Your instructions: Quote the entries below word for word, from the line containing "Task: pick out dark sunglasses, one" through the line containing "<point>451,425</point>", including both of those lines.

Data provided:
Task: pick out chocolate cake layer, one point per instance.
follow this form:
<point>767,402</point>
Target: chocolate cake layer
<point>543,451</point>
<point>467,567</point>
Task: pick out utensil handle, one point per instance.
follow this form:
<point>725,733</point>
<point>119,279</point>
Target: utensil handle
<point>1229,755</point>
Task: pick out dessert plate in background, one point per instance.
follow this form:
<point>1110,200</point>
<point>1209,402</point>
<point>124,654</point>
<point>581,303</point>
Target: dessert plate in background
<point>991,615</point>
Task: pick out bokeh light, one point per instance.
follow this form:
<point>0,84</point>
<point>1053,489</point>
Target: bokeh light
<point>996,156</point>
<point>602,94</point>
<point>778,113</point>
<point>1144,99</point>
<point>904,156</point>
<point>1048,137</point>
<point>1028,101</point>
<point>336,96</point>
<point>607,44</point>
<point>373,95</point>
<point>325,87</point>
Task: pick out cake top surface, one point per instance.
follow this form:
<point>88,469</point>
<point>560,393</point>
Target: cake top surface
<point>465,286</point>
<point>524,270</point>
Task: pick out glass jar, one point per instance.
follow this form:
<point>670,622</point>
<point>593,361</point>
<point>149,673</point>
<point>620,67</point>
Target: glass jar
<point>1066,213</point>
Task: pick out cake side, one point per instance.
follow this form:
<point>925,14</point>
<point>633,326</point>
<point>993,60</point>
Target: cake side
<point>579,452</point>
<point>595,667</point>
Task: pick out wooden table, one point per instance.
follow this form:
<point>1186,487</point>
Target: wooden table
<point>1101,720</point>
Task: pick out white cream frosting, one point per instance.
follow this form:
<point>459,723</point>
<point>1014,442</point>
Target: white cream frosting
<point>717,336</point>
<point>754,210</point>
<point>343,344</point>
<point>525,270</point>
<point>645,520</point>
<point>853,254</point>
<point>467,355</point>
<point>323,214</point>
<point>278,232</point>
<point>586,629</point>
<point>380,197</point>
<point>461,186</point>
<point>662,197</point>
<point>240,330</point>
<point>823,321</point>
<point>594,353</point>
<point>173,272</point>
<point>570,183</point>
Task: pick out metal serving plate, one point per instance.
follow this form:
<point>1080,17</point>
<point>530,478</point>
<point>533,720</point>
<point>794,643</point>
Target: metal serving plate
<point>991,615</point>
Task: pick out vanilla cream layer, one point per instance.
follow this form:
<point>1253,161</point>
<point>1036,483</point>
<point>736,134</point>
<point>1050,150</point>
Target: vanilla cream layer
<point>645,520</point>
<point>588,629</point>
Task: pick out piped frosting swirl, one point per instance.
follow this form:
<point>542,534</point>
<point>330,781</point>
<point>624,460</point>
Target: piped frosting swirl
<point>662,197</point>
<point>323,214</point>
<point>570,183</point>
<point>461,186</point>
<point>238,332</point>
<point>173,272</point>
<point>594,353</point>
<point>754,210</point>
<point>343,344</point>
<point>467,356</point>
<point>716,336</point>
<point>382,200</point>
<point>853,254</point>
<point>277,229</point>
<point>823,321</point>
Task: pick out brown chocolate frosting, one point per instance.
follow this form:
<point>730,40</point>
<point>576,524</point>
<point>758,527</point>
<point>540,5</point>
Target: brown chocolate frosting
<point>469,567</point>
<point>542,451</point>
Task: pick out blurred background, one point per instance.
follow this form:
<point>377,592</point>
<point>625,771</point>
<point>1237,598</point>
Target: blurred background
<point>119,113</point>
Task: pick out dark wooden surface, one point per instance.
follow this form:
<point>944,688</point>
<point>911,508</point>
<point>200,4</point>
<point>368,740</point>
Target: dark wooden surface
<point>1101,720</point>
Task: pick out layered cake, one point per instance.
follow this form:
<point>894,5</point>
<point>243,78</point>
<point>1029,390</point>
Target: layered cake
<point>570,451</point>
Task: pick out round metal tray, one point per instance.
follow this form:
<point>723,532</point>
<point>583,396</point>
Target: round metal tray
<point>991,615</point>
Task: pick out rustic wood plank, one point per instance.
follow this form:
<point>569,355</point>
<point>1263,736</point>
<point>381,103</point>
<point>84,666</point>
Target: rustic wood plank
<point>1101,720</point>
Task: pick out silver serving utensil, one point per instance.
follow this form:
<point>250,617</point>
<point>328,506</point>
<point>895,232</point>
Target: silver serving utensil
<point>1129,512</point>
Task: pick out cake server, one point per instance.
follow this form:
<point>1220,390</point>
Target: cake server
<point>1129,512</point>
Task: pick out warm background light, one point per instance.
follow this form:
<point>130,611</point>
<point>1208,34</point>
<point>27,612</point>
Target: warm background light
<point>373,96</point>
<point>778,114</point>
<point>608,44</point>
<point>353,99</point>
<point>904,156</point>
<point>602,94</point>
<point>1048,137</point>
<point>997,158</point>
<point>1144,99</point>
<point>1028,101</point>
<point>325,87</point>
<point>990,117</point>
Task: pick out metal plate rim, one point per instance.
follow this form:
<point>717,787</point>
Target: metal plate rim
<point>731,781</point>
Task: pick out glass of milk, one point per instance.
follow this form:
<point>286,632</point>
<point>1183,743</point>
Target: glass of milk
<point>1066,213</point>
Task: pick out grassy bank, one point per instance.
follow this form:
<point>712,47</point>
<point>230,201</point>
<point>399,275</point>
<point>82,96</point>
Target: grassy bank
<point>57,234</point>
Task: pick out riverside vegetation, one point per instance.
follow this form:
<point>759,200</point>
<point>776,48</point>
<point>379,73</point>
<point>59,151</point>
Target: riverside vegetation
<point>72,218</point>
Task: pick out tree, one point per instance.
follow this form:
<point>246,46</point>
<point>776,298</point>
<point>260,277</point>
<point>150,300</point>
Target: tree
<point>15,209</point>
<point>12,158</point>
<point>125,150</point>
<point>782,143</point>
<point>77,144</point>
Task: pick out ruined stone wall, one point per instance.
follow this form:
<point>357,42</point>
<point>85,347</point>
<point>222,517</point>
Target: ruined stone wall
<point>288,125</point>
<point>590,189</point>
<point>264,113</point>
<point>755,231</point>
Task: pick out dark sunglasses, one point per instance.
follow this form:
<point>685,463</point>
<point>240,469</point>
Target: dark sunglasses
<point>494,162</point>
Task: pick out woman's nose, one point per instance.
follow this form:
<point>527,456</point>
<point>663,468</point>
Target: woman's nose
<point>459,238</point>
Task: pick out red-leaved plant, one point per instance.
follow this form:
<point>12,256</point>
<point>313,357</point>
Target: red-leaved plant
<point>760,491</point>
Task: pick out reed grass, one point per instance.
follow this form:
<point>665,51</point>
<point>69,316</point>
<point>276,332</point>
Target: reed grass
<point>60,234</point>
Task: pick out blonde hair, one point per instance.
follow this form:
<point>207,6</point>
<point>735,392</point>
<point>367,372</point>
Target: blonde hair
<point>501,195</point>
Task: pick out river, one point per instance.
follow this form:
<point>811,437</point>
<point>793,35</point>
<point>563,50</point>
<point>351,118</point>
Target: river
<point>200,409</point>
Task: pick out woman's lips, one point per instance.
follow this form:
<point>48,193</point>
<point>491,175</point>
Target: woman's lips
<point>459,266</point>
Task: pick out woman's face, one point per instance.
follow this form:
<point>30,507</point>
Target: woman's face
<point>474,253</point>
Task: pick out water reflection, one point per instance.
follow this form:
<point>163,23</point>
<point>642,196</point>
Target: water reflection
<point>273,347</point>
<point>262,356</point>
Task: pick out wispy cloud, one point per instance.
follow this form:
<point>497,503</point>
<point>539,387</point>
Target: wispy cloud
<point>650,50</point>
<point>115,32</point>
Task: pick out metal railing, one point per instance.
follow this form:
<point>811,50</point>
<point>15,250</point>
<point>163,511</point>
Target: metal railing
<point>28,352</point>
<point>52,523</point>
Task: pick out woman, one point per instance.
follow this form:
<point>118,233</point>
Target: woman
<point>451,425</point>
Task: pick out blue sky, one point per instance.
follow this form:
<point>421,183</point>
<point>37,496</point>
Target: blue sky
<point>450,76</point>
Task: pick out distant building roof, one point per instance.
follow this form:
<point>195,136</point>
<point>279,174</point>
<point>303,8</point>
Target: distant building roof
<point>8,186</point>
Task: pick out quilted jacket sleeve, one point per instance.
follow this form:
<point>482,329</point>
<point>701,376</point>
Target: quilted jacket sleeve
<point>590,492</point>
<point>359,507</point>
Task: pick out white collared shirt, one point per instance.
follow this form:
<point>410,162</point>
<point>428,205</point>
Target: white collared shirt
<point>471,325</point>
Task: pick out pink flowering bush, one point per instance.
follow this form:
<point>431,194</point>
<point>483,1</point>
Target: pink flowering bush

Completed exercise:
Task: pick out dark sunglasses, one point per instance.
follow this form:
<point>685,463</point>
<point>240,469</point>
Target: dark sunglasses
<point>494,162</point>
Task: pick out woman's nose, one point per instance.
follow this form:
<point>527,456</point>
<point>663,468</point>
Target: woman's nose
<point>459,238</point>
Task: pick out red-leaved plant, one point per instance.
follow this form:
<point>12,256</point>
<point>313,357</point>
Target: red-leaved plant
<point>760,491</point>
Task: pick out reed grass, one point per instance.
follow this form:
<point>665,51</point>
<point>69,316</point>
<point>276,332</point>
Target: reed grass
<point>60,234</point>
Task: pick out blonde hair, one point per instance.
follow this form:
<point>207,6</point>
<point>735,392</point>
<point>367,372</point>
Target: blonde hair
<point>501,195</point>
Task: pick out river, one point per instance.
follow this form:
<point>811,437</point>
<point>793,35</point>
<point>563,50</point>
<point>351,118</point>
Target: river
<point>200,409</point>
Task: pick out woman's lips, one point per instance.
follow this form:
<point>48,193</point>
<point>491,175</point>
Target: woman's lips
<point>459,266</point>
Task: pick out woman's face, one point per instance.
follow this form:
<point>30,507</point>
Target: woman's face
<point>474,253</point>
Task: pick out water reflection, one point per instance.
follow this form:
<point>163,23</point>
<point>642,196</point>
Target: water reflection
<point>273,347</point>
<point>262,356</point>
Task: pick out wispy cloud, one point per instance.
follow this form:
<point>497,503</point>
<point>539,387</point>
Target: wispy cloud
<point>650,50</point>
<point>115,32</point>
Task: pick out metal railing, one point per instance.
follow this form:
<point>811,50</point>
<point>15,250</point>
<point>163,511</point>
Target: metal railing
<point>28,352</point>
<point>52,523</point>
Task: pick out woman, one point per instance.
follow this form:
<point>118,233</point>
Target: woman
<point>451,425</point>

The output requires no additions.